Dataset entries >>
==============================

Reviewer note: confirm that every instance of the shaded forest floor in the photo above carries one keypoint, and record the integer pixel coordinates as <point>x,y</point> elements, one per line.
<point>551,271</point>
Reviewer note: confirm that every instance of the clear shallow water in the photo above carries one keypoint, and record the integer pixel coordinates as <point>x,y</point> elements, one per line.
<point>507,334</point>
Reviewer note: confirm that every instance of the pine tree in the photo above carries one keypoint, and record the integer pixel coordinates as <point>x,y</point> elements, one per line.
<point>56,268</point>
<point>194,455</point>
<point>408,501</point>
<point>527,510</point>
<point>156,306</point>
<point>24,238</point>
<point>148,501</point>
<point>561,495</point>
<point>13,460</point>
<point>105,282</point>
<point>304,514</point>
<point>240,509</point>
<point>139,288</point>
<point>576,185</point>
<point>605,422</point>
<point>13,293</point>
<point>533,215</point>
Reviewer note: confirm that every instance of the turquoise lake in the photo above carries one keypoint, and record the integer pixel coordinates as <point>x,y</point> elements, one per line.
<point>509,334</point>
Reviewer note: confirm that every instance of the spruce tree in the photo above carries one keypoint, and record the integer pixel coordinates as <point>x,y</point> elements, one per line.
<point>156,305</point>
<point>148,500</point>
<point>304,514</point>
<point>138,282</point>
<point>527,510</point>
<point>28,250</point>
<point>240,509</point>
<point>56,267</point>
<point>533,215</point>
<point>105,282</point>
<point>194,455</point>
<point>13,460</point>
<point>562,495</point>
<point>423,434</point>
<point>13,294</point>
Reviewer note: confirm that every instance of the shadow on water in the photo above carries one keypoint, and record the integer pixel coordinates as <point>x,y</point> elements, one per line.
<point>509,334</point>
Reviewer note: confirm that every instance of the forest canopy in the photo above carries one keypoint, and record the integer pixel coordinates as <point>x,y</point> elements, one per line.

==============================

WHAT THE TASK REQUIRES >>
Starting from the line with "Reviewer note: confirm that every instance of the pine", write out every remaining line of the data above exactly, the final line included, and nothing before it.

RESPONSE TO THE TASK >>
Reviewer note: confirm that every instance of the pine tree in the photo above carries one keypoint, and record the integer pixel coordinates as <point>x,y</point> elements, one per line.
<point>56,268</point>
<point>194,455</point>
<point>408,501</point>
<point>527,510</point>
<point>156,306</point>
<point>24,238</point>
<point>148,501</point>
<point>561,495</point>
<point>13,460</point>
<point>105,282</point>
<point>304,514</point>
<point>240,509</point>
<point>139,288</point>
<point>576,185</point>
<point>605,422</point>
<point>13,293</point>
<point>533,215</point>
Reviewer note: confirm that every instance of the turquoise lake in the photo above carries one keypoint, and record the integer pixel coordinates as <point>x,y</point> elements, one per line.
<point>509,334</point>
Reviewer note: confirm that every instance of the spruce tree in the photo above carries one keypoint, and record the integer pixel coordinates as <point>x,y</point> elements, one per line.
<point>156,305</point>
<point>148,500</point>
<point>304,514</point>
<point>138,282</point>
<point>527,510</point>
<point>28,250</point>
<point>240,509</point>
<point>56,267</point>
<point>533,215</point>
<point>105,282</point>
<point>194,455</point>
<point>13,460</point>
<point>562,495</point>
<point>423,434</point>
<point>13,294</point>
Reviewer note: confirm that every instance of the shadow on water in the photo above carries one keypoint, and record the integer pixel coordinates as <point>x,y</point> elements, one per line.
<point>509,334</point>
Reviewer note: confirm that every instance of the forest canopy in the photo above carries one keypoint, and record the integer pixel coordinates as <point>x,y</point> elements, one per line.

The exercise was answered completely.